--- START OF Data records ---

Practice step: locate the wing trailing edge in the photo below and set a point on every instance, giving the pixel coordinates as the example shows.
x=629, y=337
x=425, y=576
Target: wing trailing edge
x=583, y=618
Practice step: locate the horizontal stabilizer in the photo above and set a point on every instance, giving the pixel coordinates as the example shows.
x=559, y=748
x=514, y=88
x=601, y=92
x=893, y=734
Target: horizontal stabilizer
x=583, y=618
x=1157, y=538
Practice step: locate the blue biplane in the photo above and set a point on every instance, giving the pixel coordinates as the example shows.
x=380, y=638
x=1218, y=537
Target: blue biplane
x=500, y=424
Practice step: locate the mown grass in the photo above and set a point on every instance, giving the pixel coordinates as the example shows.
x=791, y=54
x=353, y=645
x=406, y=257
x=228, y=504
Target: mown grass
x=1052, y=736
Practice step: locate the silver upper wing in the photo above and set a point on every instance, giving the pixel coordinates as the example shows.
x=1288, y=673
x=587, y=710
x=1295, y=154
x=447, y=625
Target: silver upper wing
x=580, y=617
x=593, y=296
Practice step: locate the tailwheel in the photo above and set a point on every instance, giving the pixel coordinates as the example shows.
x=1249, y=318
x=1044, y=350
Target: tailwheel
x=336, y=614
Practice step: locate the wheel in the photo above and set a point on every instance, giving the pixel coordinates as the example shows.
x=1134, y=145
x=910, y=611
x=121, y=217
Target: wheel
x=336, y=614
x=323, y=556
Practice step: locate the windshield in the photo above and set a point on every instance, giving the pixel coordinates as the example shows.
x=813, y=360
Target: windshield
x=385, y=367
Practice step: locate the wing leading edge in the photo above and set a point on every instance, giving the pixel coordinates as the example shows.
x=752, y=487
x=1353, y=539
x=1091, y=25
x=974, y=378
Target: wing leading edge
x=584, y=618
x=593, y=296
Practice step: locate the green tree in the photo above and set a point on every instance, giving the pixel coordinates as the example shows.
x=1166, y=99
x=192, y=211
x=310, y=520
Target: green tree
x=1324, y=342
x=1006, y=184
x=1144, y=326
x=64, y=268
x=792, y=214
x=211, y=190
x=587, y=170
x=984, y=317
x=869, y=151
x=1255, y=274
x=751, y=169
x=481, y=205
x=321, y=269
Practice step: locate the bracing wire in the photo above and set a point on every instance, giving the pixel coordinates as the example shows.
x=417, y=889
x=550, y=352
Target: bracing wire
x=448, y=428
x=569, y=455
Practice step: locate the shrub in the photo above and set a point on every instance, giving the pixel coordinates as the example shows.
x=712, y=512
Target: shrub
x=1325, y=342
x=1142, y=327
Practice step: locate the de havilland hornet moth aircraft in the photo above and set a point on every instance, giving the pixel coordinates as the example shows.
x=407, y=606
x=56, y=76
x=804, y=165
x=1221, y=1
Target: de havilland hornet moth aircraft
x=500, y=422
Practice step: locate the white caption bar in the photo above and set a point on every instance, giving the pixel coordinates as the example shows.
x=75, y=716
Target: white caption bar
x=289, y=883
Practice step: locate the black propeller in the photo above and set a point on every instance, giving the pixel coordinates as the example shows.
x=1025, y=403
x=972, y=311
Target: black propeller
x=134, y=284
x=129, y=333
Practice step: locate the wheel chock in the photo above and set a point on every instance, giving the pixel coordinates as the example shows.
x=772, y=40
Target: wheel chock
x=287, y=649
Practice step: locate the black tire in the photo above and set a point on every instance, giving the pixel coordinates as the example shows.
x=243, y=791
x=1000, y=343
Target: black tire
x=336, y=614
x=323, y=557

--- END OF Data records ---

Copy out all of the records above with nothing altered.

- **Response to the exercise**:
Practice step: locate the wing trailing edge in the photo below and set a point on every instance, giving the pixel coordinates as the example shows.
x=629, y=337
x=425, y=576
Target: wing trailing edge
x=583, y=618
Practice step: locate the horizontal stabilizer in the photo above and set a point on every instance, giving the pixel coordinates as the example shows.
x=559, y=748
x=514, y=88
x=601, y=92
x=893, y=734
Target: horizontal stabilizer
x=583, y=618
x=1157, y=538
Practice step: locate the blue biplane in the photo above and set a point on every instance, giving the pixel coordinates as the example shows.
x=380, y=638
x=1218, y=537
Target: blue biplane
x=500, y=424
Practice step: locate the mown grass in the photo above and set a point on every instance, giving the pixel coordinates as the example shows.
x=791, y=54
x=353, y=645
x=406, y=257
x=228, y=504
Target: mown grass
x=1052, y=736
Practice step: locate the silver upper wing in the photo above and set a point on every instance, giving the pixel coordinates as the example shows.
x=1288, y=673
x=587, y=710
x=1295, y=154
x=447, y=625
Target: silver upper wing
x=580, y=617
x=593, y=296
Practice step: locate the tailwheel in the photo above and set a point on every instance, giving the pixel coordinates as the example shows.
x=1249, y=318
x=1044, y=350
Target: tailwheel
x=336, y=614
Practice step: locate the wheel in the photo above and set a point on every instance, giving the pixel coordinates as the example shows.
x=1134, y=145
x=910, y=611
x=121, y=217
Target: wheel
x=336, y=614
x=323, y=556
Practice step: locate the windshield in the photo above and set a point on every instance, giving the pixel coordinates as the example shows.
x=813, y=360
Target: windshield
x=385, y=367
Practice step: locate the wing leading edge in the photo above and set a point on every instance, giving the pixel coordinates as the example shows.
x=752, y=487
x=1353, y=539
x=1091, y=25
x=974, y=378
Target: wing leading edge
x=584, y=618
x=593, y=296
Practice step: locate the green tree in the photo above and set a point on every instance, giving the pixel coordinates as the example shows.
x=1166, y=99
x=192, y=211
x=310, y=520
Target: green tree
x=1324, y=342
x=1006, y=184
x=1144, y=326
x=64, y=268
x=792, y=214
x=211, y=190
x=587, y=170
x=984, y=317
x=869, y=151
x=1255, y=274
x=751, y=169
x=481, y=205
x=321, y=269
Practice step: locate the bracing wire in the photo above and set a point on every instance, giving the pixel coordinates as the example shows.
x=417, y=889
x=550, y=352
Target: bracing wire
x=448, y=428
x=569, y=455
Practice step: locate the shrub in the photo above and set a point on every instance, giving the pixel coordinates as the example shows.
x=712, y=512
Target: shrub
x=1325, y=342
x=1142, y=327
Practice step: locate the de havilland hornet moth aircraft in the photo above and set a point on every instance, giving the pixel coordinates as the example shows.
x=407, y=606
x=56, y=76
x=804, y=165
x=1221, y=1
Target: de havilland hornet moth aircraft
x=500, y=422
Practice step: locate the white caption bar in the photo above and set a point on every instance, giving the pixel coordinates as the example shows.
x=75, y=716
Target: white caption bar
x=289, y=883
Practice step: locate the black propeller in the photo above and set a point on every instance, giving the pixel coordinates as the example shows.
x=1025, y=403
x=972, y=311
Target: black propeller
x=134, y=284
x=129, y=333
Practice step: locate the wheel chock in the photo above and set a point on every instance, giving the pixel coordinates as the example shows.
x=772, y=40
Target: wheel chock
x=287, y=649
Practice step: locate the black tire in the photo above and set a point on every instance, giving the pixel coordinates as the example shows.
x=243, y=791
x=1000, y=343
Target: black tire
x=336, y=614
x=323, y=557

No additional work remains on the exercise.